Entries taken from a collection

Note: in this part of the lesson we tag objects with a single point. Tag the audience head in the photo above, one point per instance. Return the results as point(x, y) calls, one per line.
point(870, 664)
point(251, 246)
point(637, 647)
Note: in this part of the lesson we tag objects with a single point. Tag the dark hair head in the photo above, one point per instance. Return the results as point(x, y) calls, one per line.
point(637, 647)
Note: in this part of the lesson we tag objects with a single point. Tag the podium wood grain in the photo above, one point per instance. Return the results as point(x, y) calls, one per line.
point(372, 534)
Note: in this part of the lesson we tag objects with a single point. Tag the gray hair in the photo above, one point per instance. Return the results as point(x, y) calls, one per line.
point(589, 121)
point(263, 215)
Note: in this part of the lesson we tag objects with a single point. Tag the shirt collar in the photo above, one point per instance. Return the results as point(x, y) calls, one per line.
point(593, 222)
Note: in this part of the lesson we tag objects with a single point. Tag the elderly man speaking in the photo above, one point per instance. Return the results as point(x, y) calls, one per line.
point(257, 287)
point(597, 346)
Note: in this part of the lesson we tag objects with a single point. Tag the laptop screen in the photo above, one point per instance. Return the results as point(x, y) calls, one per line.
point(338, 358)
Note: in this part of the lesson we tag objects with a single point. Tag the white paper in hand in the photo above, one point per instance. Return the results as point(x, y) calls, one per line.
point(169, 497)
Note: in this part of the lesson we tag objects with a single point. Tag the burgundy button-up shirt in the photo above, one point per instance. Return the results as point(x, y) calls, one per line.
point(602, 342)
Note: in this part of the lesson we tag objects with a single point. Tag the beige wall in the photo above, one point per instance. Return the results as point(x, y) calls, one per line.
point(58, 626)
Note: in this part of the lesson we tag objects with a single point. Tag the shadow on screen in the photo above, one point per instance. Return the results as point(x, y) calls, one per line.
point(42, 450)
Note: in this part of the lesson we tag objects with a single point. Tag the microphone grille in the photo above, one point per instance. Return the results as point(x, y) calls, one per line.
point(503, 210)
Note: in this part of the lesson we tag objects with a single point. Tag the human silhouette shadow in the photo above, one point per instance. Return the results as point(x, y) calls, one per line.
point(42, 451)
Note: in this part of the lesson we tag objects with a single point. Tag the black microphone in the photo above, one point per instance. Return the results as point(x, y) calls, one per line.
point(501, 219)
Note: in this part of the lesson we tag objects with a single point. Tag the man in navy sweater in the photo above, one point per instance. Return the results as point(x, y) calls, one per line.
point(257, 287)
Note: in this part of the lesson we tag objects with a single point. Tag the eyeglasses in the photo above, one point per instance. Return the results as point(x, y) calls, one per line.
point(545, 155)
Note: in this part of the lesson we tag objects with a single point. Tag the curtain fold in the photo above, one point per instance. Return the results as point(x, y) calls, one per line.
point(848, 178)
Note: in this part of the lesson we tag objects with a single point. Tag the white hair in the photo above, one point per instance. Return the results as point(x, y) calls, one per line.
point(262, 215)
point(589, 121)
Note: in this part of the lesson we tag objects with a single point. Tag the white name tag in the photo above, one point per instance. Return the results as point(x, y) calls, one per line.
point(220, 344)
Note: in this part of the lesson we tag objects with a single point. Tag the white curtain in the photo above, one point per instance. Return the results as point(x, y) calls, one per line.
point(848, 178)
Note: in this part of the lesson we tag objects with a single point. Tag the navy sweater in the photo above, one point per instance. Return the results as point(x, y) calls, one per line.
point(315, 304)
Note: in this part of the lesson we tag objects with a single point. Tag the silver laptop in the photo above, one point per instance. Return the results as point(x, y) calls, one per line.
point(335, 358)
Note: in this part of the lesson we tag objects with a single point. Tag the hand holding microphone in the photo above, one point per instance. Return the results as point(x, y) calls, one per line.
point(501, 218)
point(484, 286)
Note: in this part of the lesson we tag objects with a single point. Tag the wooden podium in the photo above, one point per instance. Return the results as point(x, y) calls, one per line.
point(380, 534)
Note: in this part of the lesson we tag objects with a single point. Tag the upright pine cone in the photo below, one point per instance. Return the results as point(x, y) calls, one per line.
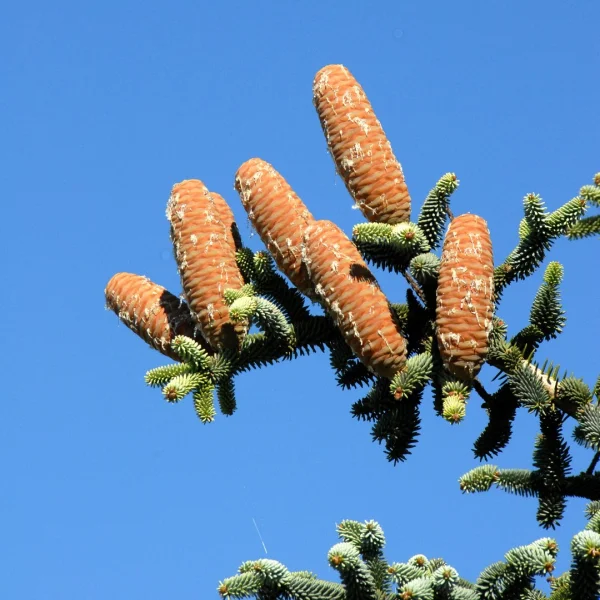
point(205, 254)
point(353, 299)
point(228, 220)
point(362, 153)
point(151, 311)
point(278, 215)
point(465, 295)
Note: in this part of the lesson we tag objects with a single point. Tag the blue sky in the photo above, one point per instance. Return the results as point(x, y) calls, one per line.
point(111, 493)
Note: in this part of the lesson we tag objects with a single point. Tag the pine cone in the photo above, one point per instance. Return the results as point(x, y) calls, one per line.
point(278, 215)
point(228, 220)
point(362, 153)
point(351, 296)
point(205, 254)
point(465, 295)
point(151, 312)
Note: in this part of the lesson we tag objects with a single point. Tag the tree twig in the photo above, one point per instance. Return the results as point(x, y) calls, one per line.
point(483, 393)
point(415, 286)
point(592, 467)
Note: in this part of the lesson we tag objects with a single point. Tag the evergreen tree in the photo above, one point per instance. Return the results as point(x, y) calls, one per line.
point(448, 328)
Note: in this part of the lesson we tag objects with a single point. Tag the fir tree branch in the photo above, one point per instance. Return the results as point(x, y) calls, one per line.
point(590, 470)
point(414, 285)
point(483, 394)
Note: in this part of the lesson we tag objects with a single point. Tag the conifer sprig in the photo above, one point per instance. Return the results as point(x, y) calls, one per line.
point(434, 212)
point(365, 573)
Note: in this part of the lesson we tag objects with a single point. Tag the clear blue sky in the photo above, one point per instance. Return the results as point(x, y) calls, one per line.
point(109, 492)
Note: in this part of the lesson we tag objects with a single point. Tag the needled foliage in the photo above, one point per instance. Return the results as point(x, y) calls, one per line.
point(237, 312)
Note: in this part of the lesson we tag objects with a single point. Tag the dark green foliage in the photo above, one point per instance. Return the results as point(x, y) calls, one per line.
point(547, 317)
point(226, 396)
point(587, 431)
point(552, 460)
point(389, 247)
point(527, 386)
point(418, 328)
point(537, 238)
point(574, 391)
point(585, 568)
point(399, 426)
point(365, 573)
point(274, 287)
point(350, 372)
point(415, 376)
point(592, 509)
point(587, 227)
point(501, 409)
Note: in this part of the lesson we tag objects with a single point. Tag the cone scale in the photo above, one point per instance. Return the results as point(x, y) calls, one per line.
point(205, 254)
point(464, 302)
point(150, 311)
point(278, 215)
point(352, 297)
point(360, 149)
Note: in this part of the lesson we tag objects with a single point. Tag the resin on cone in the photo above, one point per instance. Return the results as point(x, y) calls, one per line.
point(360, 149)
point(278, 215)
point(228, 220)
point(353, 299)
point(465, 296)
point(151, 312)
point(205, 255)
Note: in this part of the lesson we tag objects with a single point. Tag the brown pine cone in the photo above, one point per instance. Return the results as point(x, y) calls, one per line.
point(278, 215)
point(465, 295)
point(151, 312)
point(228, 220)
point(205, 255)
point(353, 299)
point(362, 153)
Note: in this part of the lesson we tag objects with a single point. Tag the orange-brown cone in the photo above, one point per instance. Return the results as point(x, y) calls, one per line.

▶ [YOUR TASK] Every entry above should be returned exactly, with no images included.

▶ [WRITTEN ANSWER]
Note: in this part of the lesson we tag objects with a single point. Tag the audience head in the photo above, one point per instance. Return the results as point(x, y) calls, one per line.
point(870, 664)
point(251, 246)
point(637, 647)
Note: in this part of the lesson we tag objects with a single point. Tag the dark hair head in the photo above, one point per instance. Return the results as point(x, y) calls, one per line.
point(637, 647)
Note: in this part of the lesson we tag objects with a single point. Tag the podium wood grain in the photo above, one point per instance. Return the results as point(x, y) calls, one per line.
point(372, 534)
Note: in this part of the lesson we tag objects with a single point. Tag the gray hair in the photo above, one point per instance. Return the results as point(x, y) calls, one per line.
point(589, 121)
point(263, 215)
Note: in this part of the lesson we tag objects with a single point. Tag the shirt collar in the photo above, one point per instance. Return the results as point(x, y) calls, one per line.
point(593, 222)
Note: in this part of the lesson we tag objects with a single point. Tag the elderly man speaking in the photo above, one point per instance. Return the results as point(x, y) calls, one per line.
point(257, 287)
point(597, 346)
Note: in this part of the lesson we tag objects with a single point. Tag the laptop screen in the photo above, one point per instance. Return the results as point(x, y) calls, one per line.
point(338, 358)
Note: in this part of the lesson we tag objects with a single point. Tag the white paper in hand in the photo above, one point per instance. Return the results as point(x, y) calls, one per line.
point(169, 497)
Note: in this part of the lesson we tag objects with a single point. Tag the burgundy button-up shirt in the photo above, one point per instance. Return the results as point(x, y) calls, one per line.
point(602, 342)
Note: in this part of the lesson we tag objects with a single point. Tag the beige wall in the photo above, one point per instance. Return the results as point(x, y) calls, one per line.
point(58, 626)
Note: in this part of the lesson we tag objects with a single point. Tag the shadow on screen in the photo above, one point per instance. Return the results as point(x, y) calls, one per line.
point(42, 450)
Note: in this part of the lesson we tag objects with a single point. Tag the microphone grille in the photo above, one point per instance. Return the results as point(x, y) calls, one per line.
point(503, 210)
Note: in this part of the lesson we tag objects with a single point. Tag the human silhouette shadow in the photo above, one point per instance. Return the results as point(x, y) calls, one per line.
point(42, 451)
Note: in this part of the lesson we tag objects with a single point. Tag the black microphone in the photo above, one point per instance. Return the results as point(x, y) calls, one per line.
point(501, 219)
Note: in this part of the lesson we tag objects with a single point. Tag the man in navy sweater in the photo above, one point per instance. Return the results as point(x, y) calls, one per line.
point(257, 287)
Note: in this part of the lesson we tag objects with a single point. Tag the eyeglasses in the photo above, one point per instance. Return the results as point(x, y) calls, one per line.
point(545, 155)
Note: in this part of the lesson we tag objects with a single point. Tag the curtain fold in the photo above, one point per instance. Return the results as point(x, y) calls, one per line.
point(848, 178)
Note: in this part of the lesson we tag objects with a single point. Tag the white hair in the photo above, one point per instance. Return the results as point(x, y) calls, one per line.
point(262, 215)
point(589, 121)
Note: in this part of the lesson we tag objects with a single point. Tag the white name tag in the photo above, one point per instance. Return the results as point(x, y) calls, one per line.
point(220, 344)
Note: in this part of the lesson we tag objects with a single point. Tag the white curtain in the photo above, one point per instance. Return the results as point(x, y) calls, one per line.
point(848, 178)
Note: in this part of the lesson we tag objects with a single point. Tag the navy sweater in the photo above, one point per instance. Return the results as point(x, y) calls, one per line.
point(315, 304)
Note: in this part of the lesson we tag objects with a single point. Tag the silver laptop in the photo above, one point per instance. Return the results as point(x, y) calls, one per line.
point(335, 358)
Note: in this part of the lesson we tag objects with a single point. Tag the hand holding microphone in the photo above, one point per instance. Return the results as point(x, y) calls, one per line.
point(501, 218)
point(484, 286)
Note: in this part of the lesson we tag objects with a single point. Tag the wooden podium in the photo above, one point per instance. Return the results as point(x, y) calls, one per line.
point(380, 534)
Note: in this part of the lesson we tag objects with a single point. Tag the upright pine cone in the photo below, one point per instance. Return the results as point(x, y) calls, one per line.
point(205, 254)
point(353, 299)
point(228, 220)
point(362, 153)
point(151, 311)
point(278, 215)
point(465, 295)
Note: in this part of the lesson we tag objects with a single point. Tag the blue sky in the photo above, one point per instance. Return the results as point(x, y) calls, one per line.
point(111, 493)
Note: in this part of the lesson we tag objects with a single point. Tag the pine cone in the photo above, one point per instance. Return the results as point(x, y) calls, one per line.
point(278, 215)
point(228, 220)
point(362, 153)
point(351, 296)
point(205, 254)
point(465, 295)
point(151, 312)
Note: in this part of the lesson we tag objects with a single point. Tag the tree twig in the photo above, one point per instance. Return the results as point(x, y) calls, one per line.
point(483, 393)
point(415, 286)
point(592, 467)
Note: in this part of the lesson we tag objects with a single point. Tag the evergreen tree in the photo above, one point per instance. Return the results as point(x, y) calls, one per line.
point(448, 328)
Note: in this part of the lesson we tag objects with a single point. Tag the fir tree branch in the photo above, one point per instance. Return the results as point(x, y) calls, one per line.
point(590, 470)
point(414, 285)
point(483, 394)
Note: in this part of the lesson we tag objects with a single point. Tag the conifer sprig in the photo above, one point per instance. Return the results as point(x, y) calls, one per line.
point(434, 212)
point(365, 573)
Note: in this part of the lesson we tag objects with a single point. Tag the clear blue sky in the photo above, one point per instance. Return the results as point(x, y) calls, one per line.
point(109, 492)
Note: in this part of the lesson we tag objects with a single point. Tag the needled foliage in the photo above, one point per instance. Return the results as point(x, y) calls, one per line.
point(237, 312)
Note: in this part of the lesson we tag objects with a single point. Tag the dark green foliage in the photo above, one point per instance. Return the results as point(x, y) calls, one per line.
point(547, 317)
point(226, 396)
point(587, 431)
point(552, 460)
point(389, 247)
point(527, 386)
point(418, 328)
point(537, 238)
point(574, 391)
point(585, 568)
point(399, 426)
point(365, 573)
point(274, 287)
point(350, 372)
point(415, 376)
point(592, 509)
point(587, 227)
point(501, 409)
Note: in this part of the lesson we tag objects with a single point. Tag the cone scale in the photo above, one point per instance. Return the results as point(x, y) calls, one per line.
point(205, 254)
point(464, 302)
point(150, 311)
point(278, 215)
point(352, 297)
point(360, 149)
Note: in this part of the lesson we tag objects with a single point. Tag the resin on cone in the photo above, one point per instance. Return the results as point(x, y) calls, one per line.
point(360, 149)
point(278, 215)
point(228, 220)
point(353, 299)
point(465, 296)
point(151, 312)
point(205, 255)
Note: in this part of the lesson we tag objects with a single point. Tag the brown pine cone in the photo above, one point per instance. Return the results as point(x, y) calls, one per line.
point(278, 215)
point(465, 295)
point(151, 312)
point(228, 220)
point(205, 255)
point(353, 299)
point(362, 153)
Note: in this part of the lesson we tag objects with a single point. Tag the orange-brown cone in the photo above, one point per instance. Return the results as point(x, y) calls, one per line.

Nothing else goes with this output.